Обращаясь к дочерям, мегарянин говорит:
— Сюда, сюда, бедные дочери несчастного отца! Поднимайтесь наверх, поищем здесь хлеба. Слушайте, что я вам скажу, да подставьте не ухо, а брюхо. Что вы предпочитаете: быть проданными или подохнуть с голоду?
— Проданными, проданными!
— И мне так кажется. Но найдется ли такой глупец, который вас купит на горе себе? Впрочем, подождите, мне в голову пришла одна мегарская штучка: переодену — ка я вас и скажу, что продаю свинок. Скорее надевайте поросячьи копытца! Да смотрите выдавайте себя за деток толстой хрюшки, ведь если я вас не продам, тогда придется вам умирать с голоду в родной халупе. Ну, ладно, ладно. Надевайте быстрее эти рыльца и лезьте в мешок! Да смотрите там у меня: хрюкайте и визжите, как жертвенные поросята для мистерий! А я пойду кликну из дома Дикеополя. Эй, Дикеополь, не купишь ли молодых свинок?
Далее следует такой диалог:
— Кто тут? А, это ты, человек из Мегары.
— Да, это я. Вот пришел с товаром.
— Как там у вас?
— Как у нас? Все голодаем, сидя у очага.
— А еще что нового в; Мегаре? Почем нынче зерно?
— По самой высокой цене, как и боги.
— А что ты принес? Может, соль?
— Я, соль? Да разве не вы ее всю захватили?
— Тогда, может быть, ты принес на продажу чеснок?
— Ну уж скажешь, чеснок! Ведь как только вы, афиняне, попадаете к нам, так сразу, словно мыши-полевки, все сгрызаете.
— Что же ты тогда принес?
— А вот посмотри, молодых поросят для мистерий.
— Поросят! Что ж, отлично!

> [Строки данных]:

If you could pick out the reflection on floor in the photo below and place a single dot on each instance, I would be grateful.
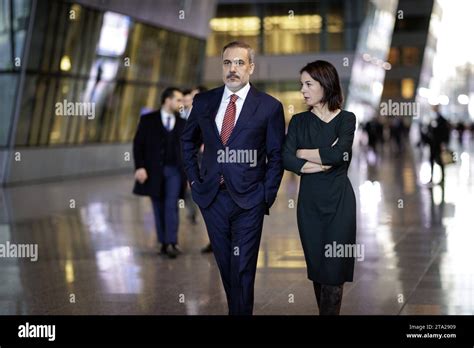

> [Что сделать]:
1/ Ответьте по тексту о мегарянине и его дочерях:
(a) Что мегарянин велит дочерям надеть поскорее, прежде чем лезть в мешок?
(b) Кого он вызывает из дома, чтобы предложить товар?
(c) Что он отвечает на вопрос, почем нынче зерно?
2/ Определите, верно ли каждое утверждение по тексту о мегарянине и его дочерях:
(a) Дочери предпочли умереть с голоду, лишь бы их не продали.
(b) Мегарянин принес на продажу соль.
(c) Услышав про поросят, Дикеополь обрадовался.
3/ Продолжите текст о мегарянине, который выдает дочерей за поросят, начиная сразу после последней реплики.

> [Ответы на задания]:
1/
(a) Поросячьи копытца, а затем рыльца.
(b) Дикеополя.
(c) «По самой высокой цене, как и боги».

2/
(a) Нет: «— Проданными, проданными!»
(b) Нет: «Я, соль? Да разве не вы ее всю захватили?»
(c) Да: «— Поросят! Что ж, отлично!»

3/
— Прекрасных, отборных. Ты только взгляни, какие тяжеленькие и жирные, какие красивые!
— Ой, а это что такое?
— Как что, свинка.
— Ты так думаешь?.. А откуда она родом?
— Из Мегар. Разве это не свинка?
— Нет, мне что-то так не кажется.
— Вот так штука! Ишь какой маловер! Говорит, что это не свинка. Давай поспорим на меру соли: то, что ты видишь перед собой, зовется по-гречески свинкой.
— Да, но ведь это человеческая свинка.
— Человеческая!? Клянусь богами, конечно, она принадлежит человеку, т. е. мне. А ты что подумал? Ну желаешь ли послушать, как эта свинка визжит? Ну, дорогой мой поросеночек, скажи нам что-нибудь. Что? Не хочешь, проклятая животина? Вот я отнесу тебя назад.
Наконец афинян соглашается купить свинок:
— Ах, что за милые свинки. Сколько, мегарец, ты просишь за пару?
— Вот за эту возьму пучок чесноку, а за вторую дашь мне кварту соли. Согласен?
— Будь по-твоему, покупаю. Только подожди меня здесь.
— Жду с нетерпением. О, Гермес, покровитель купцов! Вот бы также продать мне женку и мать!
В этот момент появляется доносчик, объявляет «поросят» и самого продавца запрещенным товаром[54].
В оригинале вся сцена, представленная здесь в сокращении, выглядит гораздо веселее и непристойнее, ибо слово «хойридион» означает не только «поросенок».
Автор комедии Аристофан мог сколько угодно смеяться над торговыми трудностями граждан обоих государств, но для Мегары это с самого начала являлось делом жизни и смерти. Из данной ситуации было только два выхода, и оба они вполне устраивали Перикла. Первый, наиболее приемлемый с точки зрения афинян: Мегара порывает с Коринфом и склоняется перед Афинами. И второй: мегаряне будут нажимать на Коринф и Спарту, чтобы они предприняли решительные шаги для их защиты. В таком случае можно будет и поторговаться: мы снимем блокаду Могар, а что вы дадите взамен? Если же Пелопоннесский союз решится на вооруженное выступление, то он окажется нападающей стороной, а Афины предстанут перед всем светом как невинная жертва агрессии.
Коринфяне уже развернули широкую агитацию среди государств Пелопоннеса. Их посольства начали прибывать в Спарту, чтобы вместе с ее правительством обсудить сложившуюся ситуацию. Конечно, коринфян прежде всего беспокоила дальнейшая судьба их людей, запертых в Потидее. Осада города не прерывалась ни на один день и судя по всему должна была продолжаться еще очень долго.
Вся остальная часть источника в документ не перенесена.